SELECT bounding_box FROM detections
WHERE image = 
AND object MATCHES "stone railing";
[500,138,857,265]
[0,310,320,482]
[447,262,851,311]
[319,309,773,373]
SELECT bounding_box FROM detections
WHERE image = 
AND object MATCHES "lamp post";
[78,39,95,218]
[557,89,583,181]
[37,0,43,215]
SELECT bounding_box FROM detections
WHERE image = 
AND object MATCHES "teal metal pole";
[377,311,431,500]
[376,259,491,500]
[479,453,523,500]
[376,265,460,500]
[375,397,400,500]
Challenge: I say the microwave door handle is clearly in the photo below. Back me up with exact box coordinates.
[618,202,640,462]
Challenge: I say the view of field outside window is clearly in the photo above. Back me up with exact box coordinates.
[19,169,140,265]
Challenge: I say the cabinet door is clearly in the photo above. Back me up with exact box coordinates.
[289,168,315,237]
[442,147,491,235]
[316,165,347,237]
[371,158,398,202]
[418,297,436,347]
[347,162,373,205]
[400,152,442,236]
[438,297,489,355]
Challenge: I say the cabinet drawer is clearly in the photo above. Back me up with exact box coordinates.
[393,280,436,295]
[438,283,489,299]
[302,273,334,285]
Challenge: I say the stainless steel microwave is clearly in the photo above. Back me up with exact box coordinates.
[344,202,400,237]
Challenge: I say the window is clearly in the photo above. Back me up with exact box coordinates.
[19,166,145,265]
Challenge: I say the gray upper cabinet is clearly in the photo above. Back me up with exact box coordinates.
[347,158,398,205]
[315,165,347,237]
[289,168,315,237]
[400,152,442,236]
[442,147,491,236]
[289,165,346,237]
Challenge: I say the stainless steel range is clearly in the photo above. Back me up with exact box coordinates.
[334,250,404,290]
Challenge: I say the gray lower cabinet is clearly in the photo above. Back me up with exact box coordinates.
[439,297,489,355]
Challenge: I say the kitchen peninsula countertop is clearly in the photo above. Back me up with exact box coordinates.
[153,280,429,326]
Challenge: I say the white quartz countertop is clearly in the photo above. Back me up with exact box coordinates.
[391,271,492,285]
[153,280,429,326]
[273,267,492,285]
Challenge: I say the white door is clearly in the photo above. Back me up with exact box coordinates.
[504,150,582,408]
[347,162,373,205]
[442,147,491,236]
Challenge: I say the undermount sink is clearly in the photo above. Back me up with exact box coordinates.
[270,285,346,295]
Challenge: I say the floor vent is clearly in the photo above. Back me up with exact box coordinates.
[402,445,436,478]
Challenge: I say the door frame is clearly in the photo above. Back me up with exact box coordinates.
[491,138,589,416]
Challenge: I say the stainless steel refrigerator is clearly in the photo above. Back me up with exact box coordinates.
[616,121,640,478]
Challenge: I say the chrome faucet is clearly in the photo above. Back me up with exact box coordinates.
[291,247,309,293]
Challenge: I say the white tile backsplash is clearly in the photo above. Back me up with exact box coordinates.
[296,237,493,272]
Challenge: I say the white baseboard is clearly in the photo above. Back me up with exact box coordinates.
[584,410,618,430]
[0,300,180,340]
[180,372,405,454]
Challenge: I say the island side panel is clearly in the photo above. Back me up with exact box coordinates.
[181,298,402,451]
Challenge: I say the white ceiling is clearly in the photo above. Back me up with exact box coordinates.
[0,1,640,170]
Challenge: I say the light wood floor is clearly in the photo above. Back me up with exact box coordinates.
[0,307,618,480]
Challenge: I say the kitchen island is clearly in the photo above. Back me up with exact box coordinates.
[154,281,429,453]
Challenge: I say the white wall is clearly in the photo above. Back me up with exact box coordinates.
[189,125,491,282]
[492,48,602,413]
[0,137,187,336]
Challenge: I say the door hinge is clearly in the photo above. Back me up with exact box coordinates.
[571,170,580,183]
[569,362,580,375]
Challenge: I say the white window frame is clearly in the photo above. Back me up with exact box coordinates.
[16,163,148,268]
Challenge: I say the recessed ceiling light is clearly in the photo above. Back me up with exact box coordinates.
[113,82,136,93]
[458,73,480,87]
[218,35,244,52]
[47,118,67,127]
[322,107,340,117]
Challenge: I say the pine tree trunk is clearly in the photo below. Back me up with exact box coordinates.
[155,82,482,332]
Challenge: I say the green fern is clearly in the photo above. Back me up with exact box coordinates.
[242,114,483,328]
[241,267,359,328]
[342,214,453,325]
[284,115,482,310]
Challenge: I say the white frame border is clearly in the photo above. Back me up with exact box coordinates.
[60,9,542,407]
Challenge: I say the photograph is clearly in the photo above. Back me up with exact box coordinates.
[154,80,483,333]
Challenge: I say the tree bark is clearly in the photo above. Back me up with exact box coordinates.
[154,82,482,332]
════════════════════
GOAL => Please present the lines above as a Markdown table with two columns, Row and Line, giving each line its own numbered row and leaving out blank lines.

FULL SOLUTION =>
| Row | Line |
|---|---|
| 1 | SELECT bounding_box FROM detections |
| 2 | WHERE image =  |
| 3 | AND object MATCHES "stone railing"; |
| 4 | [500,138,857,265] |
| 5 | [0,310,320,482] |
| 6 | [447,262,851,311] |
| 7 | [319,309,773,373] |
| 8 | SELECT bounding_box FROM detections |
| 9 | WHERE image =  |
| 10 | AND object MATCHES "lamp post"; |
| 11 | [78,39,95,218] |
| 12 | [557,89,583,181] |
| 13 | [37,0,43,215] |
| 14 | SELECT bounding_box FROM detections |
| 15 | WHERE image =  |
| 16 | AND object MATCHES "teal metal pole"; |
| 17 | [377,311,431,500] |
| 18 | [376,259,491,500] |
| 19 | [479,453,523,500] |
| 20 | [376,265,460,500] |
| 21 | [375,397,400,500] |
| 22 | Challenge: I say the microwave door handle is clearly in the photo below. Back me up with exact box coordinates. |
| 23 | [618,202,640,462] |
| 24 | Challenge: I say the view of field outside window is clearly in the photo above. Back me up with exact box coordinates. |
| 25 | [19,169,140,265] |
| 26 | Challenge: I say the cabinet door is clearly in the photo above. Back me up with exact box coordinates. |
| 27 | [289,168,315,237] |
| 28 | [442,147,491,235] |
| 29 | [316,165,347,237] |
| 30 | [371,158,398,202] |
| 31 | [418,297,436,347] |
| 32 | [347,162,373,205] |
| 33 | [400,152,442,236] |
| 34 | [438,297,489,355] |
| 35 | Challenge: I say the cabinet drawer is clearly in the photo above. Back me up with exact box coordinates. |
| 36 | [393,280,436,295] |
| 37 | [438,283,489,299] |
| 38 | [302,273,334,285] |
| 39 | Challenge: I say the stainless steel microwave is clearly in the photo above. Back me up with exact box coordinates. |
| 40 | [344,202,400,237] |
| 41 | Challenge: I say the window is clearly in the photo above. Back me up with exact box coordinates. |
| 42 | [19,166,145,265] |
| 43 | Challenge: I say the gray upper cabinet is clearly in the photo above. Back me up with exact box coordinates. |
| 44 | [347,158,398,205] |
| 45 | [315,165,347,237] |
| 46 | [289,168,315,237] |
| 47 | [400,152,442,236] |
| 48 | [442,147,491,236] |
| 49 | [289,165,346,237] |
| 50 | Challenge: I say the stainless steel range is clearly in the photo above. Back me up with exact box coordinates. |
| 51 | [334,250,404,290] |
| 52 | Challenge: I say the gray lower cabinet is clearly in the photo above. Back me up with exact box coordinates. |
| 53 | [439,297,489,355] |
| 54 | Challenge: I say the kitchen peninsula countertop is clearly in the photo above. Back me up with exact box coordinates. |
| 55 | [153,280,429,326] |
| 56 | Challenge: I say the white quartz countertop is clearly in the photo above. Back me up with exact box coordinates. |
| 57 | [391,271,492,285] |
| 58 | [153,280,429,326] |
| 59 | [273,267,492,285] |
| 60 | Challenge: I say the white door is clearly in the photo above. Back me up with exact box coordinates. |
| 61 | [504,150,582,408] |
| 62 | [347,162,373,205] |
| 63 | [442,147,491,236] |
| 64 | Challenge: I say the undermount sink is clearly in the photo above. Back me up with exact box coordinates. |
| 65 | [270,285,346,295] |
| 66 | Challenge: I say the floor vent is clearly in the photo above. Back me up with exact box coordinates. |
| 67 | [402,445,436,478] |
| 68 | Challenge: I say the door frame is clearly in the photo above. Back me up with exact box coordinates. |
| 69 | [491,138,589,416] |
| 70 | Challenge: I say the stainless steel refrigerator is clearly in the photo above. Back me up with exact box coordinates. |
| 71 | [616,121,640,478] |
| 72 | Challenge: I say the chrome faucet is clearly in the photo above. Back me up with exact box coordinates. |
| 73 | [291,247,309,293] |
| 74 | Challenge: I say the white tile backsplash is clearly in the photo above. Back me up with exact box coordinates. |
| 75 | [296,237,493,272] |
| 76 | Challenge: I say the white baseboard is clearly in the photo above. Back me up with exact box coordinates. |
| 77 | [584,410,618,430] |
| 78 | [0,300,180,340] |
| 79 | [180,372,405,454] |
| 80 | Challenge: I say the island side panel is clearly in the photo above. Back me up with exact box coordinates. |
| 81 | [181,298,402,451] |
| 82 | Challenge: I say the white ceiling is clearly in the photo above. Back me up with exact box coordinates. |
| 83 | [0,1,640,170] |
| 84 | Challenge: I say the light wood floor is clearly in the photo above. Back me up with exact box coordinates. |
| 85 | [0,307,618,480] |
| 86 | Challenge: I say the kitchen island is clearly in the photo above. Back me up with exact box coordinates. |
| 87 | [154,281,429,453] |
| 88 | Challenge: I say the white wall is clearly in the photo above. Back me up with exact box coordinates. |
| 89 | [189,125,491,282] |
| 90 | [492,48,602,413] |
| 91 | [0,137,187,336] |
| 92 | Challenge: I say the door hinge is clearly in the photo above. Back me up with exact box coordinates. |
| 93 | [571,170,580,183] |
| 94 | [569,362,580,375] |
| 95 | Challenge: I say the white window frame is clearly in the photo above. Back me up with exact box coordinates. |
| 96 | [16,163,148,268] |
| 97 | Challenge: I say the recessed ceiling light is clearly in the photo above. Back me up with exact box coordinates. |
| 98 | [113,82,136,93] |
| 99 | [458,73,480,87] |
| 100 | [218,35,244,52] |
| 101 | [47,118,67,127] |
| 102 | [322,107,340,117] |
| 103 | Challenge: I say the pine tree trunk is clearly in the photo below. Back me up with exact box coordinates. |
| 104 | [155,82,482,332] |
| 105 | Challenge: I say the green fern is clearly in the photo above. Back me up with exact box coordinates. |
| 106 | [242,114,483,328] |
| 107 | [241,267,359,328] |
| 108 | [342,214,453,325] |
| 109 | [284,115,482,310] |
| 110 | Challenge: I say the white frame border is clearly in the photo above. Back me up with exact box coordinates. |
| 111 | [60,9,542,407] |
| 112 | Challenge: I say the photograph is clearly in the photo above. Back me up with exact box coordinates. |
| 113 | [154,80,483,333] |
| 114 | Challenge: I say the tree bark is clearly in the photo above. Back me up with exact box coordinates. |
| 115 | [154,82,482,332] |